-- Problem requirements --
Reproduce each of the following lines word for word, with the pictures left out of your answer.

── Dataset

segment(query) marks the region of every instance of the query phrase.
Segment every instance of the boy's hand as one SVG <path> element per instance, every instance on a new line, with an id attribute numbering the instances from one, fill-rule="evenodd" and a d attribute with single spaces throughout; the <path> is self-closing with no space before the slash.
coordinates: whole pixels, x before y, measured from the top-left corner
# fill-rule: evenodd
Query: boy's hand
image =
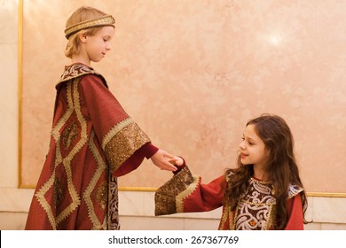
<path id="1" fill-rule="evenodd" d="M 159 149 L 159 151 L 153 155 L 151 159 L 153 163 L 161 170 L 176 171 L 177 167 L 170 162 L 174 158 L 177 157 L 174 157 L 167 151 Z"/>

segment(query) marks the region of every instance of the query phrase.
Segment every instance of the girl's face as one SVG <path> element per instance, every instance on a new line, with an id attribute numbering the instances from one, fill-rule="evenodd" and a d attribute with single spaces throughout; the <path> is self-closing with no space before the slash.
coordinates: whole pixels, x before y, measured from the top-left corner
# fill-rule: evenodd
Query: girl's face
<path id="1" fill-rule="evenodd" d="M 257 136 L 255 125 L 250 124 L 245 128 L 242 139 L 243 141 L 240 144 L 241 164 L 265 167 L 269 158 L 269 151 Z"/>
<path id="2" fill-rule="evenodd" d="M 103 27 L 92 36 L 86 36 L 85 52 L 92 62 L 100 61 L 106 53 L 111 50 L 111 40 L 114 34 L 114 27 L 110 26 Z"/>

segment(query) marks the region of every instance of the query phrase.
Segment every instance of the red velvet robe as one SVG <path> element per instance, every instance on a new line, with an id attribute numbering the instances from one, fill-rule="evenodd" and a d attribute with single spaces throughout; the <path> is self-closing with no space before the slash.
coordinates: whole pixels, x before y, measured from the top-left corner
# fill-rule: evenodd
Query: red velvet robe
<path id="1" fill-rule="evenodd" d="M 176 213 L 207 212 L 223 206 L 218 229 L 273 229 L 275 227 L 275 198 L 272 185 L 250 179 L 248 191 L 236 210 L 224 205 L 227 180 L 222 175 L 208 184 L 193 176 L 187 167 L 155 192 L 155 215 Z M 303 213 L 300 187 L 290 185 L 287 207 L 288 222 L 285 229 L 303 229 Z"/>
<path id="2" fill-rule="evenodd" d="M 56 86 L 50 148 L 26 229 L 118 229 L 116 177 L 158 150 L 83 64 Z"/>

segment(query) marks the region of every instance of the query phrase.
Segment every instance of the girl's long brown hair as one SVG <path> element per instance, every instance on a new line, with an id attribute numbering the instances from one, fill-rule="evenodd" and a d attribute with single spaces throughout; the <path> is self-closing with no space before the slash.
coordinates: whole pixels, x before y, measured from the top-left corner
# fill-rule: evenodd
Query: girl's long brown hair
<path id="1" fill-rule="evenodd" d="M 299 170 L 294 154 L 294 138 L 286 121 L 279 116 L 263 114 L 247 123 L 254 125 L 257 136 L 264 143 L 270 151 L 267 173 L 270 180 L 273 182 L 276 198 L 276 229 L 283 229 L 288 220 L 286 206 L 288 198 L 288 187 L 290 183 L 303 187 L 299 176 Z M 242 165 L 240 158 L 237 159 L 238 167 L 228 169 L 226 174 L 232 173 L 230 182 L 227 183 L 224 200 L 231 204 L 235 210 L 238 202 L 248 186 L 248 180 L 254 174 L 253 165 Z M 305 215 L 308 202 L 304 191 L 301 193 L 303 214 Z M 304 220 L 304 223 L 307 221 Z"/>

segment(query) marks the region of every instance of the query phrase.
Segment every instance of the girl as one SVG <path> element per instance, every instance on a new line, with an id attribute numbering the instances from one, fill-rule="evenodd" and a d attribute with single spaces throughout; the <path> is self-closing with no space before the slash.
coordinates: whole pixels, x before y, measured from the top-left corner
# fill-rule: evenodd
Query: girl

────

-- Answer to the task --
segment(query) marks the region of every instance of the query phrase.
Segment every instance of the boy's hand as one SVG <path> element per instance, every instance on a new line, with an id attribute numbering the instances from one, fill-rule="evenodd" and a d attribute with single spaces throughout; the <path> is self-closing with no space before the slash.
coordinates: whole pixels, x before y, measured from the top-left corner
# fill-rule: evenodd
Query: boy's hand
image =
<path id="1" fill-rule="evenodd" d="M 159 149 L 159 151 L 153 155 L 151 159 L 153 163 L 161 170 L 176 171 L 177 167 L 170 162 L 174 158 L 177 157 L 174 157 L 167 151 Z"/>

segment(query) marks the region of every instance of the query phrase.
Segment every instance of the girl's face as one SVG <path> element per instance, every instance on a new line, with an id attribute numbering the instances from one, fill-rule="evenodd" and a d attribute with single spaces throughout; the <path> is self-closing with no space before the slash.
coordinates: whole pixels, x before y, measured from the top-left corner
# fill-rule: evenodd
Query: girl's face
<path id="1" fill-rule="evenodd" d="M 257 136 L 255 125 L 250 124 L 245 128 L 242 139 L 243 141 L 240 144 L 241 164 L 265 167 L 269 158 L 269 151 Z"/>
<path id="2" fill-rule="evenodd" d="M 103 27 L 92 36 L 86 36 L 85 52 L 92 62 L 100 61 L 106 53 L 111 50 L 111 40 L 114 34 L 114 27 L 110 26 Z"/>

segment(query) marks the region of every instance of the query phrase.
Segment every instance of the red velvet robe as one SVG <path> element per instance, every instance on a new line, with an id attribute numbering the instances from one, fill-rule="evenodd" and a d attribute with single spaces throughout; the <path> is self-closing with no space before the slash.
coordinates: whole pixels, x before y, measured from the top-left corner
# fill-rule: evenodd
Query: red velvet robe
<path id="1" fill-rule="evenodd" d="M 176 213 L 207 212 L 223 206 L 218 229 L 273 229 L 275 227 L 275 198 L 272 185 L 250 179 L 248 191 L 236 210 L 224 205 L 227 180 L 222 175 L 208 184 L 193 176 L 187 167 L 155 192 L 155 215 Z M 303 213 L 300 187 L 290 185 L 287 207 L 288 222 L 285 229 L 303 229 Z"/>
<path id="2" fill-rule="evenodd" d="M 56 86 L 50 148 L 26 229 L 118 229 L 116 177 L 158 150 L 83 64 Z"/>

segment(query) marks the region of every instance of the query phrase.
Segment every instance of the girl's long brown hair as one SVG <path> element per instance, every instance on a new line, with an id attribute numbering the instances from one, fill-rule="evenodd" and a d attribute with single spaces throughout; the <path> is self-closing with no space before the slash.
coordinates: whole pixels, x before y, measured from the top-left corner
# fill-rule: evenodd
Query: girl's long brown hair
<path id="1" fill-rule="evenodd" d="M 299 170 L 294 154 L 294 138 L 286 121 L 279 116 L 263 114 L 247 123 L 254 125 L 257 136 L 264 143 L 270 151 L 267 173 L 270 180 L 273 182 L 276 198 L 276 229 L 283 229 L 288 220 L 286 206 L 288 198 L 288 187 L 290 183 L 303 187 L 299 176 Z M 242 165 L 240 158 L 237 159 L 238 167 L 228 169 L 226 174 L 232 173 L 230 182 L 227 183 L 224 200 L 231 204 L 235 210 L 238 202 L 248 186 L 248 180 L 254 174 L 253 165 Z M 305 215 L 308 202 L 304 191 L 301 193 L 303 214 Z M 304 220 L 304 223 L 307 221 Z"/>

segment(query) marks the region of every instance of the query phrase.
Segment every instance of the girl as one SVG <path> element per instance, every instance on a new line, with an id attribute numbering the instances from one, fill-rule="evenodd" and a d attribute with single spaces throughout; the <path> is self-closing with no space before the slash.
coordinates: whole pixels, x before y, measured from the top-left corner
# fill-rule: evenodd
Query: girl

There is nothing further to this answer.